Rewrite the lines below as a numbered list, leaving out blank lines and any pictures.

———

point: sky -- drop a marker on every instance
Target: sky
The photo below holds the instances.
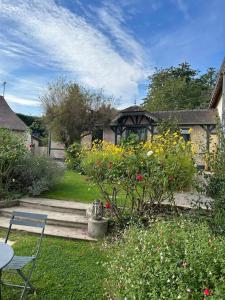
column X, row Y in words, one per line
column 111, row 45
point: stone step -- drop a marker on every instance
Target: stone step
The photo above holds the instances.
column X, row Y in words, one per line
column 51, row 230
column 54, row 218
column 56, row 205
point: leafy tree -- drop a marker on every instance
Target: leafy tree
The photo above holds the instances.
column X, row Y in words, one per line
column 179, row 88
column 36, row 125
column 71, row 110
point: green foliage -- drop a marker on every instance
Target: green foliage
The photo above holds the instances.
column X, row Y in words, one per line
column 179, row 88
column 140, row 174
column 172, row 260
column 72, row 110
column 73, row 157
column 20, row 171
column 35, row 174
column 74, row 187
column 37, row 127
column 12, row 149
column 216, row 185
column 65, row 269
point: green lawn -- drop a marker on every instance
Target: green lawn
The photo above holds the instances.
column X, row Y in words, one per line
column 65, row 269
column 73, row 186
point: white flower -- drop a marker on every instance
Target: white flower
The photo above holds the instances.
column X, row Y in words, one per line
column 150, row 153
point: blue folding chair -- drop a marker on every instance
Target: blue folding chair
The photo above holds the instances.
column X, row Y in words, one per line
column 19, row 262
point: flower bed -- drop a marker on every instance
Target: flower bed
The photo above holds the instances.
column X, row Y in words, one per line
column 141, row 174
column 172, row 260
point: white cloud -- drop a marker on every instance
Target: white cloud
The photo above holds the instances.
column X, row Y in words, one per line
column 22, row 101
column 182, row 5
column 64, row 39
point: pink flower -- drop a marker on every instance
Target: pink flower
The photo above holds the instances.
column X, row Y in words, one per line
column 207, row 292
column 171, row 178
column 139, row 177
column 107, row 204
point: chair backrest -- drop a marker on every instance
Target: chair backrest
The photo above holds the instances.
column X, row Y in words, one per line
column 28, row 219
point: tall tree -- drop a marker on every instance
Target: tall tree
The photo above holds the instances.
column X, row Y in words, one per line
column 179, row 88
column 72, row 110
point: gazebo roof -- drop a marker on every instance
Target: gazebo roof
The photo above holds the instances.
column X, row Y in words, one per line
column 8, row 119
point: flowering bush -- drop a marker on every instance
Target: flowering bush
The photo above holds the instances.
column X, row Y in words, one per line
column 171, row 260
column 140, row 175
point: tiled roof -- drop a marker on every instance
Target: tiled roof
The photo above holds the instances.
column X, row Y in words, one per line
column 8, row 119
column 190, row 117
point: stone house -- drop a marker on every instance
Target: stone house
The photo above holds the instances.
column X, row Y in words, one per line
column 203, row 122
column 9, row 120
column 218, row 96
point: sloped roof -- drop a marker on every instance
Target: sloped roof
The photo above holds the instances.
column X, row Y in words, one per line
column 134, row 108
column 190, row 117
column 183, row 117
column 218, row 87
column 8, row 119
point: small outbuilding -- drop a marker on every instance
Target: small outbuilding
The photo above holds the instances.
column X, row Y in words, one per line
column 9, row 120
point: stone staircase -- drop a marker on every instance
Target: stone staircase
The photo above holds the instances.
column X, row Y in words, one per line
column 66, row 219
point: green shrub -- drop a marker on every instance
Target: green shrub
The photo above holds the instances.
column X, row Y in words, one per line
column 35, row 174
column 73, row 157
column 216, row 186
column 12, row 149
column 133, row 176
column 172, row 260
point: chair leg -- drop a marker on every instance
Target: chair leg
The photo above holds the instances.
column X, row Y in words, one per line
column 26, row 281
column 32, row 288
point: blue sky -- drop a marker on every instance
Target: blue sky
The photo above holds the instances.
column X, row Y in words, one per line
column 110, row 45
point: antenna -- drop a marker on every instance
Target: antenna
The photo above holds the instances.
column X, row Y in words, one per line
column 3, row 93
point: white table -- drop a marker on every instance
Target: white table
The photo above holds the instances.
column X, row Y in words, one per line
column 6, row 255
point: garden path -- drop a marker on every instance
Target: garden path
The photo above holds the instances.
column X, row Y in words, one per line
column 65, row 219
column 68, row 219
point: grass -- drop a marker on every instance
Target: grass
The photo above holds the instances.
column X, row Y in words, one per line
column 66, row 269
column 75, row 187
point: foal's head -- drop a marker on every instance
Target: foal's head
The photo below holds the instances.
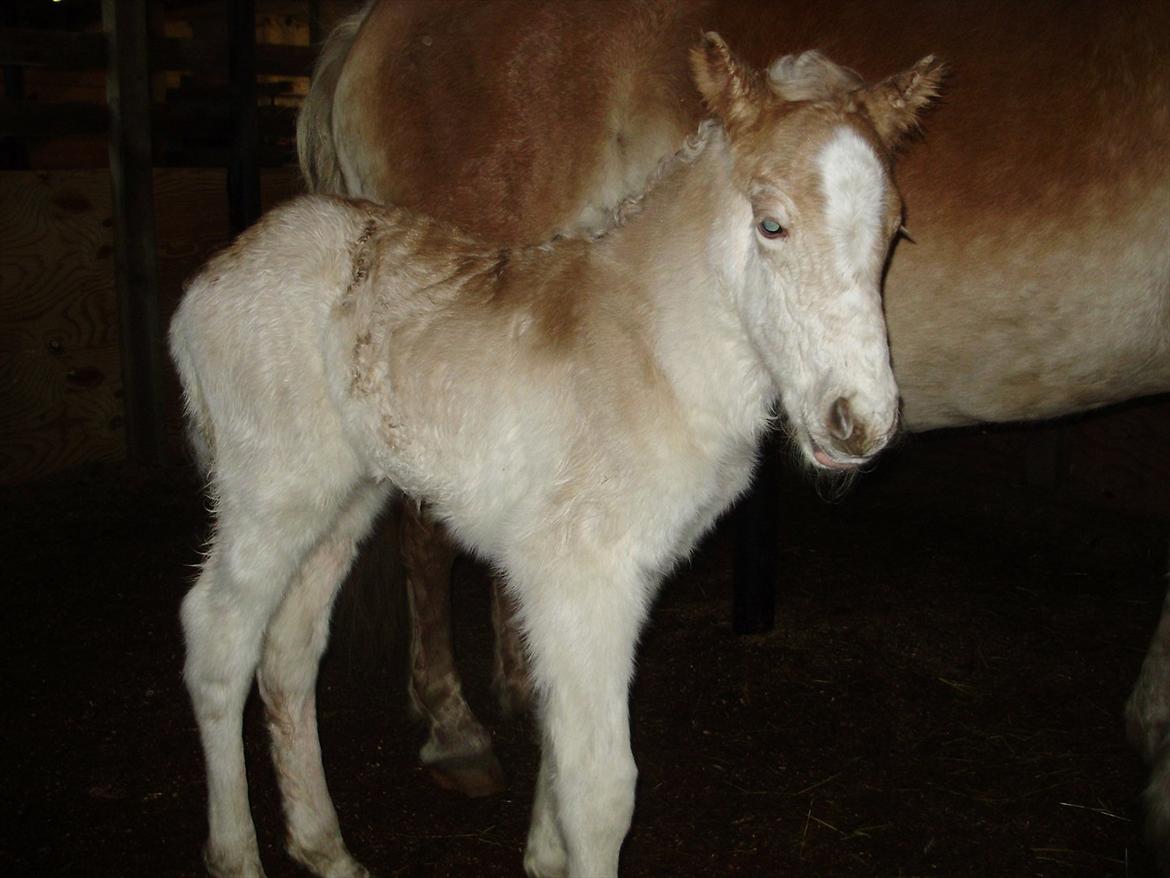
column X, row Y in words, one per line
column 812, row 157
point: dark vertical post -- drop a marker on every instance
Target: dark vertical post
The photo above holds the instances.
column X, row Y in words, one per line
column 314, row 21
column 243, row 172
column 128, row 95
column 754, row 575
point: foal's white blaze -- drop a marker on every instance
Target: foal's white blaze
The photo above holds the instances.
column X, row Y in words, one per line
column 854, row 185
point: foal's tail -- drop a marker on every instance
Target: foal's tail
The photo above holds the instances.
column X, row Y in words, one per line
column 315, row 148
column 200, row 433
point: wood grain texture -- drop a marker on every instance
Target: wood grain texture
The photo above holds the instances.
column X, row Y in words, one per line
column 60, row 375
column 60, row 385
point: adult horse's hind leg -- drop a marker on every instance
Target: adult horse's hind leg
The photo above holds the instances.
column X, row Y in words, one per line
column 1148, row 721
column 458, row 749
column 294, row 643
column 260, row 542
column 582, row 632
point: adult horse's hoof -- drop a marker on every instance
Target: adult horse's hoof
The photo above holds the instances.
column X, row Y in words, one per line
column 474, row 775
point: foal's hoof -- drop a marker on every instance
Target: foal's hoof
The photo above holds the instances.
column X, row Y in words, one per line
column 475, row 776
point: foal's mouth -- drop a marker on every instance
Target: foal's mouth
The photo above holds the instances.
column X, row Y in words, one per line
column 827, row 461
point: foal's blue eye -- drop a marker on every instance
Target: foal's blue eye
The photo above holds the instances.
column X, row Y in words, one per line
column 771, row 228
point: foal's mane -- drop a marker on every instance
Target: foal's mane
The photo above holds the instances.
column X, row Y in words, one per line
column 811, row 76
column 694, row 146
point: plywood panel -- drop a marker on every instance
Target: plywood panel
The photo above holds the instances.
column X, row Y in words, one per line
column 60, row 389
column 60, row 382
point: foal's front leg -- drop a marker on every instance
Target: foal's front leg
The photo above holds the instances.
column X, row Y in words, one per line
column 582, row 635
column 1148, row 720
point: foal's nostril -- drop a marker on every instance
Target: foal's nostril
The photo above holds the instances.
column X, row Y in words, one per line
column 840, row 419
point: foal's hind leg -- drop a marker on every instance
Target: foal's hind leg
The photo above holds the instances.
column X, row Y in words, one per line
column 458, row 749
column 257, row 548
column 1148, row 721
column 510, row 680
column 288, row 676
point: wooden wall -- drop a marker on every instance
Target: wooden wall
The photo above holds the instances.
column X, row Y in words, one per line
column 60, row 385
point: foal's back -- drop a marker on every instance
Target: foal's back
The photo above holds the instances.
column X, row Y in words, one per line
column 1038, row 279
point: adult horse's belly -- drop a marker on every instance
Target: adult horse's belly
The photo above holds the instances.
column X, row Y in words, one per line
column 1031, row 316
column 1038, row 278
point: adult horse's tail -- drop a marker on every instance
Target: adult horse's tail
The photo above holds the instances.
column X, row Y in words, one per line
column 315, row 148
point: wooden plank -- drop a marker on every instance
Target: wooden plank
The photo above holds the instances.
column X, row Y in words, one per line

———

RESPONSE TO THIS EXERCISE
1. point: sky -- drop a marker on every instance
2. Target: sky
3. The photo below holds the instances.
4. column X, row Y in words, one per line
5. column 111, row 45
6. point: stone step -- drop a marker on every instance
7. Target: stone step
8. The photo above holds the instances.
9. column X, row Y in words, one per line
10. column 51, row 230
11. column 54, row 218
12. column 56, row 205
13. point: leafy tree -- drop a marker on every instance
14. Target: leafy tree
15. The photo above holds the instances.
16. column X, row Y in words, one per line
17. column 179, row 88
18. column 36, row 125
19. column 71, row 110
20. point: green foliage -- drop a marker on every instance
21. Target: green foliage
22. The photo above holds the instances.
23. column X, row Y in words, one per line
24. column 179, row 88
25. column 140, row 174
26. column 172, row 260
27. column 72, row 110
28. column 73, row 157
29. column 20, row 171
30. column 35, row 174
31. column 74, row 187
32. column 37, row 127
33. column 12, row 149
34. column 216, row 185
35. column 65, row 269
36. point: green lawn -- drop a marker on every instance
37. Target: green lawn
38. The photo above holds the instances.
39. column X, row Y in words, one per line
40. column 65, row 269
41. column 73, row 186
42. point: white flower -- drop a marker on every instance
43. Target: white flower
44. The photo above holds the instances.
45. column X, row Y in words, one per line
46. column 150, row 153
47. point: blue folding chair -- drop a marker on every instance
48. Target: blue folding chair
49. The photo above holds the instances.
50. column X, row Y in words, one per line
51. column 19, row 262
52. point: flower bed -- drop a marker on every instance
53. Target: flower bed
54. The photo above holds the instances.
55. column X, row Y in words, one per line
56. column 141, row 174
57. column 172, row 260
58. point: white cloud -- drop a marker on every instance
59. Target: white cloud
60. The photo above holds the instances.
61. column X, row Y in words, one per line
62. column 22, row 101
63. column 182, row 5
64. column 64, row 39
65. point: pink flower -- drop a marker on every instance
66. Target: pink flower
67. The photo above holds the instances.
68. column X, row Y in words, one per line
69. column 207, row 292
70. column 171, row 178
71. column 139, row 177
72. column 107, row 204
73. point: chair backrest -- drop a marker on every instance
74. Target: chair backrest
75. The photo above holds the instances.
76. column X, row Y in words, one per line
77. column 28, row 219
78. point: tall tree -- drop a marker on every instance
79. Target: tall tree
80. The photo above holds the instances.
81. column X, row Y in words, one per line
82. column 179, row 88
83. column 72, row 110
84. point: gazebo roof -- drop a marker on every instance
85. Target: gazebo roof
86. The photo above holds the instances.
87. column X, row Y in words, one per line
88. column 8, row 119
89. point: flowering bush -- drop a marker on every instance
90. Target: flowering bush
91. The photo above holds the instances.
92. column X, row Y in words, one per line
93. column 171, row 260
94. column 140, row 175
95. point: tiled roof -- drop a marker on every instance
96. Target: tiled roof
97. The photo above holds the instances.
98. column X, row Y in words, one per line
99. column 8, row 119
100. column 190, row 117
101. point: stone house -- drop a marker on every instance
102. Target: stone house
103. The photo above holds the instances.
104. column X, row Y in words, one per line
105. column 203, row 122
106. column 9, row 120
107. column 218, row 96
108. point: sloped roof -- drop a marker on every instance
109. Target: sloped roof
110. The photo above holds the instances.
111. column X, row Y in words, one per line
112. column 134, row 108
113. column 190, row 117
114. column 183, row 117
115. column 218, row 87
116. column 8, row 119
117. point: small outbuilding -- drop a marker on every instance
118. Target: small outbuilding
119. The photo above holds the instances.
120. column X, row Y in words, one per line
121. column 9, row 120
122. point: stone staircase -- drop a marker on every instance
123. Target: stone staircase
124. The photo above holds the instances.
125. column X, row Y in words, one per line
126. column 66, row 219
127. point: green shrub -- drop a marker on every instance
128. Target: green shrub
129. The photo above holds the instances.
130. column X, row Y in words, one per line
131. column 35, row 174
132. column 73, row 157
133. column 216, row 186
134. column 12, row 149
135. column 133, row 176
136. column 172, row 260
137. point: chair leg -- drop a marker on every instance
138. Target: chair leg
139. The photo above holds the instances.
140. column X, row Y in words, one per line
141. column 26, row 281
142. column 32, row 288
143. point: blue sky -- drop a marker on every instance
144. Target: blue sky
145. The photo above holds the instances.
146. column X, row Y in words, one per line
147. column 110, row 45
148. point: antenna -- drop a marker on every instance
149. Target: antenna
150. The photo above holds the instances.
151. column X, row Y in words, one per line
152. column 3, row 93
153. point: white table -- drop a marker on every instance
154. Target: white table
155. The photo above holds the instances.
156. column X, row Y in words, one per line
157. column 6, row 255
158. point: garden path -- drop a marker on every instance
159. Target: garden path
160. The photo above holds the instances.
161. column X, row Y in words, one per line
162. column 65, row 219
163. column 68, row 219
164. point: grass -- drop a marker on every instance
165. Target: grass
166. The photo above holds the instances.
167. column X, row Y in words, one per line
168. column 66, row 269
169. column 75, row 187
170. point: foal's head -- drop a marker on every instance
171. Target: foal's head
172. The photo below holds the instances.
173. column X, row Y in words, one per line
174. column 812, row 157
175. point: dark vertical post -- drop a marker on every instance
176. Target: dark vertical post
177. The photo above holds the instances.
178. column X, row Y in words, one per line
179. column 314, row 21
180. column 243, row 172
181. column 128, row 95
182. column 754, row 575
183. point: foal's white blaze -- drop a marker on every instance
184. Target: foal's white blaze
185. The photo above holds the instances.
186. column X, row Y in words, one per line
187. column 854, row 185
188. point: foal's tail -- drop a marker on every instance
189. Target: foal's tail
190. The photo above holds the instances.
191. column X, row Y in words, one per line
192. column 315, row 148
193. column 200, row 433
194. point: wood grain texture -- drop a marker on every instance
195. Target: wood grain texture
196. The photo above holds the instances.
197. column X, row Y in words, one per line
198. column 60, row 375
199. column 60, row 385
200. point: adult horse's hind leg -- drop a marker on every instance
201. Target: adult horse's hind leg
202. The photo above holds the instances.
203. column X, row Y in words, one per line
204. column 1148, row 721
205. column 458, row 749
206. column 294, row 643
207. column 260, row 542
208. column 582, row 632
209. point: adult horse's hoof -- drop a marker on every instance
210. Target: adult horse's hoof
211. The photo above holds the instances.
212. column X, row Y in words, one per line
213. column 474, row 775
214. point: foal's hoof -- drop a marker on every instance
215. Target: foal's hoof
216. The photo above holds the instances.
217. column X, row Y in words, one per line
218. column 475, row 776
219. point: foal's mouth -- drop a marker on every instance
220. Target: foal's mouth
221. The photo above holds the instances.
222. column X, row Y in words, one per line
223. column 827, row 461
224. point: foal's blue eye -- drop a marker on every instance
225. Target: foal's blue eye
226. The photo above holds the instances.
227. column X, row Y in words, one per line
228. column 771, row 228
229. point: foal's mane -- drop a marker on every instance
230. Target: foal's mane
231. The photo above holds the instances.
232. column X, row Y in words, one per line
233. column 811, row 76
234. column 694, row 146
235. point: plywood panel -- drop a marker on every instance
236. Target: plywood panel
237. The photo above holds the instances.
238. column X, row Y in words, one per line
239. column 60, row 389
240. column 60, row 382
241. point: foal's front leg -- drop a marker on every instance
242. Target: foal's front leg
243. The photo above holds the instances.
244. column X, row Y in words, one per line
245. column 582, row 635
246. column 1148, row 720
247. point: foal's nostril -- drop a marker on every instance
248. Target: foal's nostril
249. The photo above holds the instances.
250. column X, row Y in words, one per line
251. column 840, row 419
252. point: foal's hind leg -- drop a marker on every instance
253. Target: foal's hind leg
254. The photo above holds the instances.
255. column X, row Y in words, one per line
256. column 458, row 749
257. column 257, row 548
258. column 1148, row 721
259. column 510, row 680
260. column 288, row 676
261. point: wooden wall -- drop a marker on every instance
262. Target: wooden wall
263. The photo above holds the instances.
264. column X, row Y in words, one per line
265. column 60, row 385
266. point: foal's back -- drop a marker on every instance
267. Target: foal's back
268. The photo above holds the instances.
269. column X, row Y in words, one per line
270. column 1038, row 279
271. point: adult horse's belly -- drop a marker on every instance
272. Target: adult horse's belly
273. The photo above holds the instances.
274. column X, row Y in words, one per line
275. column 1031, row 316
276. column 1038, row 278
277. point: adult horse's tail -- drop a marker on every instance
278. Target: adult horse's tail
279. The photo above holds the instances.
280. column X, row Y in words, one per line
281. column 315, row 148
282. point: wooden plank -- drop a marker on every instance
283. Target: wooden plank
284. The photo above holds the instances.
285. column X, row Y in words, one per line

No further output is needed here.